GOAL OF THE EXERCISE: Reproduce every line of all the records below, requests included, and shift each coordinate in the answers by -95, leaving the requests and their layout samples unchanged. Omit the pictures from your answer.

DATA FOR THIS TASK:
....
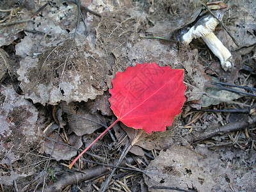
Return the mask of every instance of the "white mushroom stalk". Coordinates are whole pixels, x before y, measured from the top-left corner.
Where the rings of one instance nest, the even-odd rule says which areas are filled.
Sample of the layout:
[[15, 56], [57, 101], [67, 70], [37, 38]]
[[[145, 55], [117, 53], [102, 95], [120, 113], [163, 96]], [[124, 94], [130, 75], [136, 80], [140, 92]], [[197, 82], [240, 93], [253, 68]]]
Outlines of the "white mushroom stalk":
[[[220, 20], [222, 19], [223, 14], [221, 10], [216, 10], [214, 13]], [[218, 24], [217, 19], [208, 13], [202, 17], [194, 26], [182, 35], [182, 42], [184, 44], [188, 45], [194, 38], [201, 37], [212, 53], [219, 58], [223, 70], [230, 70], [232, 67], [232, 64], [230, 61], [232, 58], [231, 53], [212, 33]]]
[[211, 33], [206, 36], [202, 36], [202, 38], [212, 53], [219, 58], [223, 69], [225, 71], [230, 70], [232, 67], [232, 64], [230, 61], [232, 58], [231, 53], [218, 37], [213, 33]]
....
OUTPUT OF THE EXERCISE:
Return the mask of every instance of the "white mushroom stalk". Coordinates are whole pixels, x before y, measured from the top-left corner.
Where the rings of one instance nest, the even-odd rule says which areas are filled.
Sample of the layout:
[[15, 56], [57, 101], [67, 70], [37, 38]]
[[[145, 55], [117, 53], [102, 95], [120, 113], [163, 96]], [[124, 94], [130, 75], [136, 80], [140, 92]], [[197, 82], [240, 93], [253, 68]]]
Outlines of the "white mushroom stalk":
[[[125, -75], [127, -76], [128, -81], [126, -85], [121, -85], [119, -82]], [[123, -71], [122, -76], [113, -82], [107, -78], [99, -69], [87, -60], [87, -53], [89, -51], [93, -50], [99, -57], [106, -58], [117, -42], [124, -37], [128, -25], [135, -25], [137, -28], [137, -31], [135, -34], [137, -37], [136, -42], [117, -62]]]
[[116, -62], [111, -59], [107, -59], [107, -57], [117, -42], [124, -37], [128, -26], [130, -24], [135, -25], [137, -28], [137, -31], [135, -34], [137, -37], [136, -42], [123, -58], [118, -62]]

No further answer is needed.